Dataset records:
□ □ □
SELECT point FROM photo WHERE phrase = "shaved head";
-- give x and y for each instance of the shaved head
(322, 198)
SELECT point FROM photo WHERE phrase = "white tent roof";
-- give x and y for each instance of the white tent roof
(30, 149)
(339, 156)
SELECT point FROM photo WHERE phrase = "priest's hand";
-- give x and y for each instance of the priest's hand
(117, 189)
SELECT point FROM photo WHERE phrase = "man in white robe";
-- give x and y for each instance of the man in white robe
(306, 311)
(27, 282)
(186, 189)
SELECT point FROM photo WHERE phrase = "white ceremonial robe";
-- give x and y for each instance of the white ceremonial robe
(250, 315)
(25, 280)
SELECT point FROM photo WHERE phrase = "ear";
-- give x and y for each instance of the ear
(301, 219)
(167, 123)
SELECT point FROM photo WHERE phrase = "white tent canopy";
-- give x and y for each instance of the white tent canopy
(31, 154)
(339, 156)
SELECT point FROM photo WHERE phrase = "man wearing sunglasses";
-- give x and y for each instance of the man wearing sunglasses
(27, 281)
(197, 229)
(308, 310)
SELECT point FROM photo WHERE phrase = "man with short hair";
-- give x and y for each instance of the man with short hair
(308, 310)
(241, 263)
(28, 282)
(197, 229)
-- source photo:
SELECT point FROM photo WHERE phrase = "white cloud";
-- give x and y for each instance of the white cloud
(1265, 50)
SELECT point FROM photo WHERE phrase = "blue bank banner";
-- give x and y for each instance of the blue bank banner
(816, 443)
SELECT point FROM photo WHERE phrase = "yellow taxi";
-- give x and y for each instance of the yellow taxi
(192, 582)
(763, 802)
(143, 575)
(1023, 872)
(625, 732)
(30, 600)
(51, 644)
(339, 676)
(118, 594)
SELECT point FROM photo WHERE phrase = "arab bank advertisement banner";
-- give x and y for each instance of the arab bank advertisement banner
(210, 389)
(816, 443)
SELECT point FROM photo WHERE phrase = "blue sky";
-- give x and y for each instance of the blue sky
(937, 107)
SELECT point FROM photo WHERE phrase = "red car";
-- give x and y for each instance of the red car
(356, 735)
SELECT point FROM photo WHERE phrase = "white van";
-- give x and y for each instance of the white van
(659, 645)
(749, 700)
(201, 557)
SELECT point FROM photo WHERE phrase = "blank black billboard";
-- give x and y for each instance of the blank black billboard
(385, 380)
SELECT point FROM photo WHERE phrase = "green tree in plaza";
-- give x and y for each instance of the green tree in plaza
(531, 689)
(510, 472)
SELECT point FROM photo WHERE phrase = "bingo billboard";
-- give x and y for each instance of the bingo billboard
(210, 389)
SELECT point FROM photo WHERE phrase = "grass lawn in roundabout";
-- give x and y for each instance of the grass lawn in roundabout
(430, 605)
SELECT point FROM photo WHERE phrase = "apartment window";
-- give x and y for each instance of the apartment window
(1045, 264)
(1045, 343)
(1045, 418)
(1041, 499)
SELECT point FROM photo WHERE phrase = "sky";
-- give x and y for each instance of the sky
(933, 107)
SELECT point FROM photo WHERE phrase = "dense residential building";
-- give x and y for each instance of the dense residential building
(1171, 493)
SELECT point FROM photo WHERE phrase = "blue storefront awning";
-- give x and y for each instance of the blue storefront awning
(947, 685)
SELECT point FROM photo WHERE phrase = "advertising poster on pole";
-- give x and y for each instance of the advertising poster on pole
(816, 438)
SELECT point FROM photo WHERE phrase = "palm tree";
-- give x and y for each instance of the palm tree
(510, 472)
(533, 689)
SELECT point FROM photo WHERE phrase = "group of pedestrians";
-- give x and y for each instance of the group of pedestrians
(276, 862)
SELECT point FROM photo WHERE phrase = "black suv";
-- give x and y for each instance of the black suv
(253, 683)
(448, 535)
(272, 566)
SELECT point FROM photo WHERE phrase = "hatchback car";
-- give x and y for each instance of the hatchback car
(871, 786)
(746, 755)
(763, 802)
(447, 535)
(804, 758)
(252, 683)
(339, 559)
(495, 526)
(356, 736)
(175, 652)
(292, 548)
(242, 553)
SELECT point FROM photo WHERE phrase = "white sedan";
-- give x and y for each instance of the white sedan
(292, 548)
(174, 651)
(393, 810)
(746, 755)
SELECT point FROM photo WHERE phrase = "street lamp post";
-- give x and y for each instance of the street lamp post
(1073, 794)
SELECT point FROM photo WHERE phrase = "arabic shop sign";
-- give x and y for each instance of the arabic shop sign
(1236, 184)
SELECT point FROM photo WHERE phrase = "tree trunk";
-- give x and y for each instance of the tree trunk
□ □ □
The task:
Please report every line in the entries above that holds the string "trunk".

Result:
SELECT point FROM photo WHERE phrase = "tree trunk";
-- give x and y for each instance of the tree trunk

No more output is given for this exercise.